Task prompt =
Scan the entries below and state how many lines contain "corner". No other output.

Data excerpts =
◆ ◆ ◆
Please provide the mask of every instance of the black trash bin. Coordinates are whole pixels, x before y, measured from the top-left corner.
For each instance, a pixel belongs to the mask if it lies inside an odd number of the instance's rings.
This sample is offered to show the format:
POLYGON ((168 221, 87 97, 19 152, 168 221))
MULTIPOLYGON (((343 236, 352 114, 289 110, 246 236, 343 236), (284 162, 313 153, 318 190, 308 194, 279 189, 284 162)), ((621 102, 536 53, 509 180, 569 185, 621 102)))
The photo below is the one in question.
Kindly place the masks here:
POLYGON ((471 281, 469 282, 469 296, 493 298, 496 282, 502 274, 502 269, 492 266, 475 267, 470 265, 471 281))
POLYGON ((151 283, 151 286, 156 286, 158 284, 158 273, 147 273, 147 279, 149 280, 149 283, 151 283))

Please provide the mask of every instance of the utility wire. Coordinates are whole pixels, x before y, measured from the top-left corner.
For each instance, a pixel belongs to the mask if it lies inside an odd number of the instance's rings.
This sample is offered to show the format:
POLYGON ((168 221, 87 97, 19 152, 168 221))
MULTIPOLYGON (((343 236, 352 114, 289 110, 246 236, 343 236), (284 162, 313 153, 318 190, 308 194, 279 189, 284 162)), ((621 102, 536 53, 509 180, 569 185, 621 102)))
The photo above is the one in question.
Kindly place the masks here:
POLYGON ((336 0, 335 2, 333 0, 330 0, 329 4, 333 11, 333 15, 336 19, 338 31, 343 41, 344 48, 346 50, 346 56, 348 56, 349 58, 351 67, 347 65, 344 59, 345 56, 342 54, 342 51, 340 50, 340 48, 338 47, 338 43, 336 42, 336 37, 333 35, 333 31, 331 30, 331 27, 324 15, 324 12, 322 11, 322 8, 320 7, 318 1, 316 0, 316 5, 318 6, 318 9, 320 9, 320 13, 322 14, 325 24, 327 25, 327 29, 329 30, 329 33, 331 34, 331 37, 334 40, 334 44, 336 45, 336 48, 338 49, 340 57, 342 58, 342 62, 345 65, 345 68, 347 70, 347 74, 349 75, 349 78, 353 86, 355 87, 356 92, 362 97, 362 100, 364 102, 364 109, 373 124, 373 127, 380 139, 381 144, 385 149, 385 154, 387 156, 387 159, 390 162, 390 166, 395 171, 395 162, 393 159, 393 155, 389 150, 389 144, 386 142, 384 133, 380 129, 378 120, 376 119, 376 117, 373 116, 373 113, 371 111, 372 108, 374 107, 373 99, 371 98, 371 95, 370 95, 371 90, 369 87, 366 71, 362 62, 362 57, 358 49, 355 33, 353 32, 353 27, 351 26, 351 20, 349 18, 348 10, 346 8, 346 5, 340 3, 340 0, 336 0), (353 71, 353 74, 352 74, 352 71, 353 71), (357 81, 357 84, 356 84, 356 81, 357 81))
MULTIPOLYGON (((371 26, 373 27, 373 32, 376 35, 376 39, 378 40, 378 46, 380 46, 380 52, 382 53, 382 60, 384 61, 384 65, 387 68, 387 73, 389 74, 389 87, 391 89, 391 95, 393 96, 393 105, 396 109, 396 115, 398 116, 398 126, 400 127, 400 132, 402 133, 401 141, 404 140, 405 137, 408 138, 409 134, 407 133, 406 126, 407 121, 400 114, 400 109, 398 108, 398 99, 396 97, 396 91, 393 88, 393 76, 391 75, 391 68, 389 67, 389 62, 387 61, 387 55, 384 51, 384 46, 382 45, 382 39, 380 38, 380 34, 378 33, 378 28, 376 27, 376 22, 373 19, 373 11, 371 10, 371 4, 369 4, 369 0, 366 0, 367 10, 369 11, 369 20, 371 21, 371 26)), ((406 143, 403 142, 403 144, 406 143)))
◆ ◆ ◆
Result below =
2